TRY IT —
This exercise calls for a copy of every line in the listing below that carries the word "head".

Segment Open

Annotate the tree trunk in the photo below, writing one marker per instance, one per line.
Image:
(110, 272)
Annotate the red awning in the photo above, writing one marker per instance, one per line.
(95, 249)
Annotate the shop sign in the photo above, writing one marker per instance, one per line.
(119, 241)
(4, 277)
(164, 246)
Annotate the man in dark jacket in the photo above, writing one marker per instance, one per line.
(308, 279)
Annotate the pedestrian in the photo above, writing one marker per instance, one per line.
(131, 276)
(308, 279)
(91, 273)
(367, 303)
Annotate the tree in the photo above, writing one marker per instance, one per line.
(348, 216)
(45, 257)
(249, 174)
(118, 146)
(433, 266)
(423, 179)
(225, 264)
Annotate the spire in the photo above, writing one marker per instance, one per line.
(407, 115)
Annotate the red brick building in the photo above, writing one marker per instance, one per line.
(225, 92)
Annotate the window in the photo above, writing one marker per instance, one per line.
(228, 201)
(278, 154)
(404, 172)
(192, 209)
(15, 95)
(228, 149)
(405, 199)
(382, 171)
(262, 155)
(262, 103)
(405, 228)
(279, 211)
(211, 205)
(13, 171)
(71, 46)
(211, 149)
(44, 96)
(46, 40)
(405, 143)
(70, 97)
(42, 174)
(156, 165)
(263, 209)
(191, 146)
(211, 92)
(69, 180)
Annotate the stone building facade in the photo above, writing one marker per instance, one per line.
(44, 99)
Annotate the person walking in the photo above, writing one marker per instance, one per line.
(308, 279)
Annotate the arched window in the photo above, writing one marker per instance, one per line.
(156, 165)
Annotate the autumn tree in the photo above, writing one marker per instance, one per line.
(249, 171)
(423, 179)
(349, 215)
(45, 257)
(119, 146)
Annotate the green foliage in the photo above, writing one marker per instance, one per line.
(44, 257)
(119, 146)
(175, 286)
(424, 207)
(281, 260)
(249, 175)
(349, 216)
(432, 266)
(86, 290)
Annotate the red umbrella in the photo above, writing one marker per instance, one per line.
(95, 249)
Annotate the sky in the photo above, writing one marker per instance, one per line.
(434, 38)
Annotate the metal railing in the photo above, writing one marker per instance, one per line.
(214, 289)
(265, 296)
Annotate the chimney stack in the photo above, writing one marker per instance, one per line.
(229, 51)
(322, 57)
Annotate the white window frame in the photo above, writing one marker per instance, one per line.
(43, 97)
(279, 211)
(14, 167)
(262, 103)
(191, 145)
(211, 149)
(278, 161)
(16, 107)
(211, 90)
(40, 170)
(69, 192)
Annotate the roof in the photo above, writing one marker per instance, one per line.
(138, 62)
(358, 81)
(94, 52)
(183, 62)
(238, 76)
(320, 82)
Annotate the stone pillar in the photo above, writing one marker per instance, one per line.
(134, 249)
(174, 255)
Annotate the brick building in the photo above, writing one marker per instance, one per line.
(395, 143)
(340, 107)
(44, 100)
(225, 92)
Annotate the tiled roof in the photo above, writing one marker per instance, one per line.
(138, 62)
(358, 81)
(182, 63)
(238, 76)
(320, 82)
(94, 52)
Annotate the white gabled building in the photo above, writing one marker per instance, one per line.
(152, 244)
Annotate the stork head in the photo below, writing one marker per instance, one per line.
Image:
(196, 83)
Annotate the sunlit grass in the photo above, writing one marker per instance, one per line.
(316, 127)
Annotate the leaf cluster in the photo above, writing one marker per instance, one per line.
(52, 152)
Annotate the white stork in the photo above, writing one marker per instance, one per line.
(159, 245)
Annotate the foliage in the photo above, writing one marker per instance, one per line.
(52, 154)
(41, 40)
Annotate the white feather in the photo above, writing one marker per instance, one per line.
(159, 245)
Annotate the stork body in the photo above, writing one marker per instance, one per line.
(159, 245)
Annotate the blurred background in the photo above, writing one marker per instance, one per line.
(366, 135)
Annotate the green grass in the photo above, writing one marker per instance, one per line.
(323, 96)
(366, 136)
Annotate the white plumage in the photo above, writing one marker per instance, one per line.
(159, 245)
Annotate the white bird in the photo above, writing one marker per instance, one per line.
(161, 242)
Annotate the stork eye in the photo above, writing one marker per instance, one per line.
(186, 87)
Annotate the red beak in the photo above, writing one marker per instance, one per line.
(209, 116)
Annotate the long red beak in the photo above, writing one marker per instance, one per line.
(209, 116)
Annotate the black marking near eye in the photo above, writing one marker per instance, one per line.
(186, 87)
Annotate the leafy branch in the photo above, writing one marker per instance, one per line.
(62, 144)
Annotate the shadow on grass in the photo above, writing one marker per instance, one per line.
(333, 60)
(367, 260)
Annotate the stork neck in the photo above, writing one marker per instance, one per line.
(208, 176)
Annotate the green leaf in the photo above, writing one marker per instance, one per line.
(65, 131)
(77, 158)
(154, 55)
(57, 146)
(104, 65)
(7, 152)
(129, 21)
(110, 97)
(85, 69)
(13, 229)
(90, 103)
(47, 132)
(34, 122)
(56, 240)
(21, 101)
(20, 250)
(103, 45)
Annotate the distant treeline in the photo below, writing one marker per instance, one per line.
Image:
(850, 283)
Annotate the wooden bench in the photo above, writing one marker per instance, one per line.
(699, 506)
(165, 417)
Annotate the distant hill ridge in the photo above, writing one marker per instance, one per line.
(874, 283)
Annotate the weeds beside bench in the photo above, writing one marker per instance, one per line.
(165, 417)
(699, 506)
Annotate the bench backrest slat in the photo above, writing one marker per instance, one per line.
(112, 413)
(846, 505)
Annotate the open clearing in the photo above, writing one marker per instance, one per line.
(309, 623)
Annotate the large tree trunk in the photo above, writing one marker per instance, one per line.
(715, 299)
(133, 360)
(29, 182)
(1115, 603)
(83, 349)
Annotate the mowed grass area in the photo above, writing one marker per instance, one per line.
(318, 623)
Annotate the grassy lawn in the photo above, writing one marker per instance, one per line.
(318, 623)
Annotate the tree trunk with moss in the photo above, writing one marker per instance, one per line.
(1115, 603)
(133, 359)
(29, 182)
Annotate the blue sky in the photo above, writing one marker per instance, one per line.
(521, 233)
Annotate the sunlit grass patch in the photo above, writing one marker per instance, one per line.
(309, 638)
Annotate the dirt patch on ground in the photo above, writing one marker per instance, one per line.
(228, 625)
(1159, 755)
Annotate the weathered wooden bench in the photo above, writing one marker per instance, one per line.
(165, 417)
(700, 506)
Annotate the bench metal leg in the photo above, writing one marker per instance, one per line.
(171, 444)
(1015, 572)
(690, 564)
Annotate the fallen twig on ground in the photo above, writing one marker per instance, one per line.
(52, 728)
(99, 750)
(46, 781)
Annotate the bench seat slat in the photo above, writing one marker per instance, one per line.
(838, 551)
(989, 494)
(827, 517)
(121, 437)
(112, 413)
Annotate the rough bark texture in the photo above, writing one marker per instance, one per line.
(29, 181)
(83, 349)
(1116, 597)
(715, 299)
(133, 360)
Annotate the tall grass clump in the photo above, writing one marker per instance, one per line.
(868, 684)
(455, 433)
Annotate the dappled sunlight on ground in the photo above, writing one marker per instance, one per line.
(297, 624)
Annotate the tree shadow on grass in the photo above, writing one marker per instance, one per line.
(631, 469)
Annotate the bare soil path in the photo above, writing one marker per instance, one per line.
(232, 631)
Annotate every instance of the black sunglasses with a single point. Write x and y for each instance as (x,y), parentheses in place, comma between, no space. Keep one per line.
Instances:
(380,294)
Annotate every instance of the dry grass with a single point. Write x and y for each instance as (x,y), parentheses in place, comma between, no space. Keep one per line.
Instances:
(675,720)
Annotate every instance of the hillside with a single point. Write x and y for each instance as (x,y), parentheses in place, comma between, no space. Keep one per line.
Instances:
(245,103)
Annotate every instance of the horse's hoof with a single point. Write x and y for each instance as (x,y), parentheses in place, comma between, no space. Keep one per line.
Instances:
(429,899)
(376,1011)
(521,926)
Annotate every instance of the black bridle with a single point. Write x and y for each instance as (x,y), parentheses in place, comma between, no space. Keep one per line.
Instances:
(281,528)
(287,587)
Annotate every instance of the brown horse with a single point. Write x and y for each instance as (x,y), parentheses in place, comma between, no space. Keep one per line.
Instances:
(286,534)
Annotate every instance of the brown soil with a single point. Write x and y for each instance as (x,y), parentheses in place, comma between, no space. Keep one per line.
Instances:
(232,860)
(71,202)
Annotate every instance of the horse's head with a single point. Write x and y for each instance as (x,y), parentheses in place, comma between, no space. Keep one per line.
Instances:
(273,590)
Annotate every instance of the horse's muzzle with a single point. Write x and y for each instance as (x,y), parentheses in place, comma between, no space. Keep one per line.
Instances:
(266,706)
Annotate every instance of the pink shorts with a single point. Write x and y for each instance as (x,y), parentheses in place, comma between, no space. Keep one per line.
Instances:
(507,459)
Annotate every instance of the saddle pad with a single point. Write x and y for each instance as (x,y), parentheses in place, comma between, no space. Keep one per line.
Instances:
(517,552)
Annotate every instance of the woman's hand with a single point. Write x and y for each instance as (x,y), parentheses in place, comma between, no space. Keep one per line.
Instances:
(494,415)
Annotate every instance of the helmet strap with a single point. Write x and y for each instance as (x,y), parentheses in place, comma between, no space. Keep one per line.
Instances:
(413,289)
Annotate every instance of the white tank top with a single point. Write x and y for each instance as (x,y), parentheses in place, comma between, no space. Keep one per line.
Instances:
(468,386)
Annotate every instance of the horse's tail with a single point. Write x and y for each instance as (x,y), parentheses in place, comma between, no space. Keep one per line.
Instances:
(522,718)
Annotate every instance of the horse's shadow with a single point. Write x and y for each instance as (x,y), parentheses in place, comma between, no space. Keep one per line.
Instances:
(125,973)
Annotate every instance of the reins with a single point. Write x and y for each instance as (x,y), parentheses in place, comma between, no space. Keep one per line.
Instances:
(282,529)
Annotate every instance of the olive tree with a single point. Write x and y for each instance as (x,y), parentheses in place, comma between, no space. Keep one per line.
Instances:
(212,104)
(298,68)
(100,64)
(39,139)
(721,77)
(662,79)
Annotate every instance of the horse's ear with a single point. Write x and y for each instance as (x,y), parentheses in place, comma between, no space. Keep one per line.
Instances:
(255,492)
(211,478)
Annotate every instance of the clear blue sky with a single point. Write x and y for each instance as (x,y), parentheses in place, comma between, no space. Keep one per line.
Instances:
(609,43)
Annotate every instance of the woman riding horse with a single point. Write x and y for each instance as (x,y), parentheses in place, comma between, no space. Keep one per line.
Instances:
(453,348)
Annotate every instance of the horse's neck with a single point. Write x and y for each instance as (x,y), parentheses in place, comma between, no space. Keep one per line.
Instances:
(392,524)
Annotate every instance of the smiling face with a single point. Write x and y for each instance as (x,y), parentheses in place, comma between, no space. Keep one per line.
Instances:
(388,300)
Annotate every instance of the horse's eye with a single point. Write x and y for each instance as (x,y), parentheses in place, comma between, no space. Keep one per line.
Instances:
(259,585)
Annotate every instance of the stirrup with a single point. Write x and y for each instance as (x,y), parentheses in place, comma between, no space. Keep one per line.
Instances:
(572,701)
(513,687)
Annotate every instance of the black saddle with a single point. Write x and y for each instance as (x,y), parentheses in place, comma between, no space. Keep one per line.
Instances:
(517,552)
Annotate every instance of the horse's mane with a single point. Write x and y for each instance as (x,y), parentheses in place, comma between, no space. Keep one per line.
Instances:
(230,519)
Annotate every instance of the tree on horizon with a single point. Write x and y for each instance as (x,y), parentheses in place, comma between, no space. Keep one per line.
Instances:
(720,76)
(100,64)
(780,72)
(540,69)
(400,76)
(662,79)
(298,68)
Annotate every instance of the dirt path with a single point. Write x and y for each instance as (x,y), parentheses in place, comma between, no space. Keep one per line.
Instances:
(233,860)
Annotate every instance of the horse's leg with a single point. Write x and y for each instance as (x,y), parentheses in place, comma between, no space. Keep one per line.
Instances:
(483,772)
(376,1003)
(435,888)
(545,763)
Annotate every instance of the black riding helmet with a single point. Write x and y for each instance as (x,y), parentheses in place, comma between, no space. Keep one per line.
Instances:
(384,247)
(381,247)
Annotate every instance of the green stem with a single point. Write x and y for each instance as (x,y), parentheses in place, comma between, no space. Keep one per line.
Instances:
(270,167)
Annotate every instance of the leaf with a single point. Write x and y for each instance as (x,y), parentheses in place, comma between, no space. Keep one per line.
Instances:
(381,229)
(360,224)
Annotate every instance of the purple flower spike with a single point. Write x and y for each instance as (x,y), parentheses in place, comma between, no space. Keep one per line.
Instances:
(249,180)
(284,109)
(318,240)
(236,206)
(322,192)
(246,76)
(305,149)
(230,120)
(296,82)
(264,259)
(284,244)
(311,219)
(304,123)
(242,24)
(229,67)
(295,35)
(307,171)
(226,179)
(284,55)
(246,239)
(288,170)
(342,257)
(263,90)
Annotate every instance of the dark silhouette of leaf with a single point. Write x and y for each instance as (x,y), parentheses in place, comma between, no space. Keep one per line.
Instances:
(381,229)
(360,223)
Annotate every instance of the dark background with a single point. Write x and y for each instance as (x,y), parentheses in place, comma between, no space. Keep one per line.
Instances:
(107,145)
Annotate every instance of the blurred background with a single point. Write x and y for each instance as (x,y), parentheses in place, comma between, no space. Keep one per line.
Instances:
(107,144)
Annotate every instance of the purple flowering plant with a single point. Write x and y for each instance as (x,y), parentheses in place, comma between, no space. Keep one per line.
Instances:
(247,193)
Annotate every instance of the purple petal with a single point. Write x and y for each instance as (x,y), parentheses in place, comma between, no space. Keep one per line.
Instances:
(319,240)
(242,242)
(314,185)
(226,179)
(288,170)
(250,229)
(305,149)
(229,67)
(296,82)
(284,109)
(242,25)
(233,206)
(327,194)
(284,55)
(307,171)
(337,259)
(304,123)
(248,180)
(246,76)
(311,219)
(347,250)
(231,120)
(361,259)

Segment Closed

ANSWER TO THIS PROBLEM —
Annotate the stork head in the photo below, writing one marker per instance, one per line.
Annotate every instance of the horse's head with a single point. Write x and y for each instance as (x,y), parentheses in place, comma between, no space. Keep one per line.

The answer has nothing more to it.